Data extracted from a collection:
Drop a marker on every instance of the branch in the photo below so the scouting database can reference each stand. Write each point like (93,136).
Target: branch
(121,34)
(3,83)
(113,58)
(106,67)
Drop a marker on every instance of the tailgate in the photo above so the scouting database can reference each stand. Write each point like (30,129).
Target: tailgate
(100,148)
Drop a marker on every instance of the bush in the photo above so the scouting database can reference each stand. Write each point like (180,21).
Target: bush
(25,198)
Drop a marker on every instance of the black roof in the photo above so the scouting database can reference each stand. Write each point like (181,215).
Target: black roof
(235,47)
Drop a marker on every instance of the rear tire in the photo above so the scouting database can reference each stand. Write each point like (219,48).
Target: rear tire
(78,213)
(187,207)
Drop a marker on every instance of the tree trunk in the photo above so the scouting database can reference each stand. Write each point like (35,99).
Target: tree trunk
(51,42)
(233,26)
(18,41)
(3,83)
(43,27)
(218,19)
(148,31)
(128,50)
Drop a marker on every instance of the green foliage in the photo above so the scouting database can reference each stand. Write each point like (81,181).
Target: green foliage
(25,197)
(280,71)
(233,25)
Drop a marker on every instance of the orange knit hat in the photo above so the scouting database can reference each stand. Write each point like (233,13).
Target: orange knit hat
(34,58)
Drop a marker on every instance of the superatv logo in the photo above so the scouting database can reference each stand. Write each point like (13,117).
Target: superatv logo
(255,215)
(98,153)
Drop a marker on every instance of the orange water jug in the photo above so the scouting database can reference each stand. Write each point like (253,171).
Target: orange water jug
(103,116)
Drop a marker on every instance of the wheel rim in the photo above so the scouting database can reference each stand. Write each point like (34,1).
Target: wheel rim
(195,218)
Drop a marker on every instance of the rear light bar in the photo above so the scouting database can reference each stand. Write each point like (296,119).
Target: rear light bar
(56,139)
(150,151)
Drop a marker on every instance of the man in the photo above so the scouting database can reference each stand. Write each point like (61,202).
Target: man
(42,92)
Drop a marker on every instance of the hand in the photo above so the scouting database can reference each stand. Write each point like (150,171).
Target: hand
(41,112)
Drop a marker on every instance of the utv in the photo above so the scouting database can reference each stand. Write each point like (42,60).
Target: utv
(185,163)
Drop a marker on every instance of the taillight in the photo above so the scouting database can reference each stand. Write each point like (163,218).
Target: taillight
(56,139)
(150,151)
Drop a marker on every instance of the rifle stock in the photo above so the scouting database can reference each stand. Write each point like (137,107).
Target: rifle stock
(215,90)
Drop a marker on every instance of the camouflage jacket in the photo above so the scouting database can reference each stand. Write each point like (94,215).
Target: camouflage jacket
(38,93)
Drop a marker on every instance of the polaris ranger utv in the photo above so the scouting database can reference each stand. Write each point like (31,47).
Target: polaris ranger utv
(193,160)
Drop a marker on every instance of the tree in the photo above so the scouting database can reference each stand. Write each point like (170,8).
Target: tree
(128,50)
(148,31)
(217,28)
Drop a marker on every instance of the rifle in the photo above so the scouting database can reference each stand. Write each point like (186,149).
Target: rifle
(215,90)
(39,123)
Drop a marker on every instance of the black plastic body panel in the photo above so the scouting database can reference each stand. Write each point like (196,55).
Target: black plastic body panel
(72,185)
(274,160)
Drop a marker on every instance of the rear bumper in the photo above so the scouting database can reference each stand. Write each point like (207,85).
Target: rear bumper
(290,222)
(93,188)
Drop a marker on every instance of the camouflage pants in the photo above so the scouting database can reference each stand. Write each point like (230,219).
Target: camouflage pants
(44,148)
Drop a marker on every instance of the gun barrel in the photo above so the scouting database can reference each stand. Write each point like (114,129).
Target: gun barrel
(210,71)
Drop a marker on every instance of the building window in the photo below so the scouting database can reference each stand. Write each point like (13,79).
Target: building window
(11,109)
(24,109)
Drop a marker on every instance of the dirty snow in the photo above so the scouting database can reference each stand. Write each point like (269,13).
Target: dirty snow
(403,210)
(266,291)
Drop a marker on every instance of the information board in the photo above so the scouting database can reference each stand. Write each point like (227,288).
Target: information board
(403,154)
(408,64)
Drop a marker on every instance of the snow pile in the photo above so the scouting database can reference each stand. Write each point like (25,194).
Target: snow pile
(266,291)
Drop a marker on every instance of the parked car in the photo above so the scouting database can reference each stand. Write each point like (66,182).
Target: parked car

▶ **Activity**
Please show each line in the records above that contains "parked".

▶ **Response to this exercise**
Drop a marker on every instance of the parked car in the photo above so the scouting database can reference each stand. Write each point like (66,182).
Target: parked car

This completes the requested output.